Rescale the records from the start through the line containing "[(116, 22), (82, 30)]", inclusive, by multiplying each answer point coordinate by 0.45 and rounding to whole numbers, with halves rounded up. Reproduce all other lines in that span without change, including the format sample coordinate lists.

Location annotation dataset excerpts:
** Begin **
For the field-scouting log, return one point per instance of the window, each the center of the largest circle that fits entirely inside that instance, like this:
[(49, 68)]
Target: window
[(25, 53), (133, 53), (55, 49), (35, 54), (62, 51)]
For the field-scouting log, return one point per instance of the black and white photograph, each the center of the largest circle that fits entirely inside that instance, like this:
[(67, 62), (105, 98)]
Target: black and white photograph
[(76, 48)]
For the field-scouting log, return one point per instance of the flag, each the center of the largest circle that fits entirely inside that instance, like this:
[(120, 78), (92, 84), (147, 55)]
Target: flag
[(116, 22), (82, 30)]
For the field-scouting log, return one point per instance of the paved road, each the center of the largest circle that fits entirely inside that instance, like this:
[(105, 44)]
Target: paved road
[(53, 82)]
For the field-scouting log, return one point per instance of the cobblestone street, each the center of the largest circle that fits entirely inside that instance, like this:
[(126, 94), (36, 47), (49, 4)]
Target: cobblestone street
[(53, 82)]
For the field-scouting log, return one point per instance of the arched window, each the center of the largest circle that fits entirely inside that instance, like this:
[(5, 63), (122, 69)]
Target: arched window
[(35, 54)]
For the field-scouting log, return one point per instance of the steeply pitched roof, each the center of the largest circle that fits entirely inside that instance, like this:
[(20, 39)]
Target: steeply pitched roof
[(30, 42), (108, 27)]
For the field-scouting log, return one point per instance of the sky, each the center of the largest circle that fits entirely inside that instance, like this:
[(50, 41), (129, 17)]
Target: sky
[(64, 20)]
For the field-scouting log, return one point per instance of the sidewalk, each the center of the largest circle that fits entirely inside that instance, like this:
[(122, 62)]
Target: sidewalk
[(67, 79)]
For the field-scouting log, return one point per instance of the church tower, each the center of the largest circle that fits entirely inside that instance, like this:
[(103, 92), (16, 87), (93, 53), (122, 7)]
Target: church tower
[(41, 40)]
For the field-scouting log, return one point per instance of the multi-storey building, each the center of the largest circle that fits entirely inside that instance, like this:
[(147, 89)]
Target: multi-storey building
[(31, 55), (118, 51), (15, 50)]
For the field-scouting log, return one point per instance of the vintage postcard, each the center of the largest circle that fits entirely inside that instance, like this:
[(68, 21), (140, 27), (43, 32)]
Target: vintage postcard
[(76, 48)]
** End **
**ANSWER**.
For the field-scouting log, return one point per instance of the window, each the center of the largest circle that fits entirely inside that instance, like this:
[(49, 68)]
Target: window
[(11, 24), (60, 24), (25, 22), (16, 24), (28, 23)]
For the field-scouting log, return one point per instance of the black and white photograph, each the center of the largest circle that fits entirely inside that instance, like this:
[(67, 62), (105, 98)]
Target: black and white photograph
[(34, 22)]
For the field-scouting log, return one point per instance of the flag, each the center of the largest circle that fits entirely inside that instance, like this:
[(120, 78), (92, 84), (147, 55)]
Target: flag
[(52, 10), (37, 14)]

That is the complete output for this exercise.